**Tarefas escritas**
#1 Resuma em duas frases o texto sobre as viagens de Lula a Washington e Pequim.
#2 No texto sobre as viagens de Lula a Washington e Pequim, transforme em lista o parágrafo que começa com "Biden é o terceiro presidente", mantendo os fatos principais.
#3 Copie, sem nenhuma alteração, o trecho do texto sobre as viagens de Lula que vai de "Lula desembarcou em" a "em conflitos geopolíticos.".

**Texto fornecido**
Em viagens de alto simbolismo, o presidente Lula passou dois dias em Washington, no início de fevereiro, e se prepara para um encontro mais ambicioso em Pequim, em março, marcando presença, com diferença de poucas semanas, nos gabinetes das duas grandes potências mundiais — que, por motivos evidentes, vivem às turras. Ao contrário de como era na divisão do mundo no passado entre países dominantes, Estados Unidos e União Soviética, quando as alianças com um ou outro entrelaçavam política e economia e seguiam um manual conhecido, escolher lados agora é um exercício repleto de nuances, pleno de oportunidades e muito, mas muito mais complicado.
Em seus mandatos nos anos 2000, quando seu reconhecimento internacional estava no auge, Lula começou navegando bem a diplomacia entre os blocos, mas acabou por privilegiar o elo com a China, pela afinidade ideológica, e perdeu espaço nas relações com a Casa Branca. Agora, momento em que o nível de hostilidade entre americanos e chineses dispara, equilibrar-se entre os poderosos e encontrar o caminho que mais beneficie o Brasil exigirá do presidente um jogo de cintura especialmente engenhoso.
Lula desembarcou em Washington quando todos os olhos se voltavam para o céu — especialmente para os balões espiões que a China, aparentemente, vem espalhando pelo mundo. Quatro objetos foram abatidos em pleno voo sobre a América do Norte pela Força Aérea americana, mas apenas os restos do primeiro, que cruzou o espaço aéreo dos Estados Unidos até ser derrubado na Carolina do Norte, parecem comprovar a tese da espionagem, equipados com antenas e sensores de vigilância. Seria um incidente de menor proporção se não envolvesse a tensão à flor da pele nas relações entre Washington e Pequim. Lula, prudentemente, distanciou-se do imbróglio na sua conversa com Joe Biden — mas nem por isso deixou de ser pressionado para avalizar posições americanas em conflitos geopolíticos.
Biden é o terceiro presidente dos Estados Unidos com quem Lula se encontra. Em 2009, visitou Barack Obama, que famosamente o chamou de “o cara” e com quem se alinhava ideologicamente no campo dos programas sociais. Mas seu interlocutor mais chegado foi o conservador George W. Bush, com quem esteve em 2007 e compartilhou objetivos econômicos na área de combustíveis, sobretudo etanol. Mais à vontade ainda, esteve em 2009 com o presidente chinês Hu Jintao em Pequim e chegaram a firmar um pacto de ação conjunta em órgãos internacionais. No ano seguinte, Hu devolveu a gentileza, viajando ao Brasil para uma reunião dos Brics.
Biden é um político mais duro de roer: vem de uma ala neoliberal do Partido Democrata, distante das trincheiras petistas e oposta aos progressistas, liderados pelo senador Bernie Sanders, com quem Lula se encontrou logo ao chegar em Washington. Na conversa com Biden, o presidente brasileiro, de seu lado, trilhou uma agenda sem grandes polêmicas, focada em ambiente e democracia. O anúncio de que os Estados Unidos passarão a contribuir com o Fundo Amazônia foi um gol diplomático e a menção a duas datas de insurreição por turbas da extrema direita — 6 de janeiro de 2021, quando o Congresso americano foi invadido, e 8 de janeiro de 2023, quando bolsonaristas depredaram Câmara, Senado e STF — favoreceu um “clima forte de identificação” entre os dois mandatários, segundo fontes familiarizadas com o assunto. Já Biden eximiu-se de apresentar qualquer proposta de cooperação econômica e fez questão de tocar em assuntos espinhosos — obtendo, sim, concessões do lado brasileiro.

**Trecho da listagem**
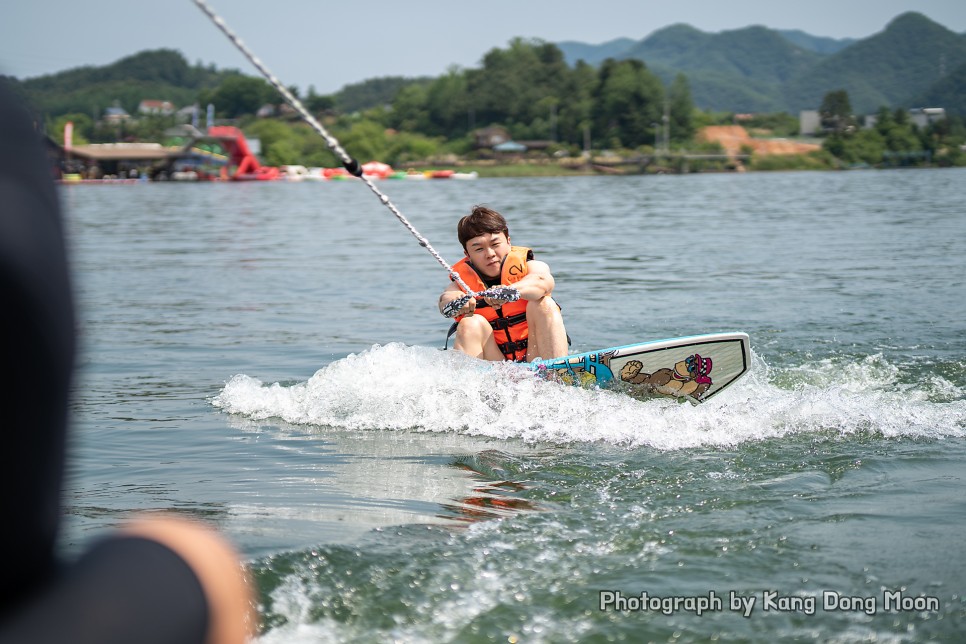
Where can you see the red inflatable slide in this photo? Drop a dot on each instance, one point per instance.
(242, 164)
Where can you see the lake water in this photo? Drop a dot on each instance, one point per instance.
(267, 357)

**Respostas por tarefa**
#1 Lula passou dois dias em Washington no início de fevereiro e se prepara para um encontro em Pequim em março, visitando as duas grandes potências, que vivem às turras, num momento em que escolher lados é muito mais complicado do que na época da divisão entre Estados Unidos e União Soviética. Na conversa com Biden, Lula seguiu uma agenda focada em ambiente e democracia e obteve o anúncio de contribuição americana ao Fundo Amazônia, enquanto Biden não apresentou proposta de cooperação econômica, tocou em assuntos espinhosos e obteve concessões do lado brasileiro.

#2
- Biden é o terceiro presidente dos Estados Unidos com quem Lula se encontra.
- Em 2009, Lula visitou Barack Obama, que o chamou de "o cara" e com quem se alinhava no campo dos programas sociais.
- Seu interlocutor mais chegado foi George W. Bush, com quem esteve em 2007 e compartilhou objetivos na área de combustíveis, sobretudo etanol.
- Em 2009, esteve em Pequim com Hu Jintao, e os dois firmaram um pacto de ação conjunta em órgãos internacionais.
- No ano seguinte, Hu viajou ao Brasil para uma reunião dos Brics.

#3
Lula desembarcou em Washington quando todos os olhos se voltavam para o céu — especialmente para os balões espiões que a China, aparentemente, vem espalhando pelo mundo. Quatro objetos foram abatidos em pleno voo sobre a América do Norte pela Força Aérea americana, mas apenas os restos do primeiro, que cruzou o espaço aéreo dos Estados Unidos até ser derrubado na Carolina do Norte, parecem comprovar a tese da espionagem, equipados com antenas e sensores de vigilância. Seria um incidente de menor proporção se não envolvesse a tensão à flor da pele nas relações entre Washington e Pequim. Lula, prudentemente, distanciou-se do imbróglio na sua conversa com Joe Biden — mas nem por isso deixou de ser pressionado para avalizar posições americanas em conflitos geopolíticos.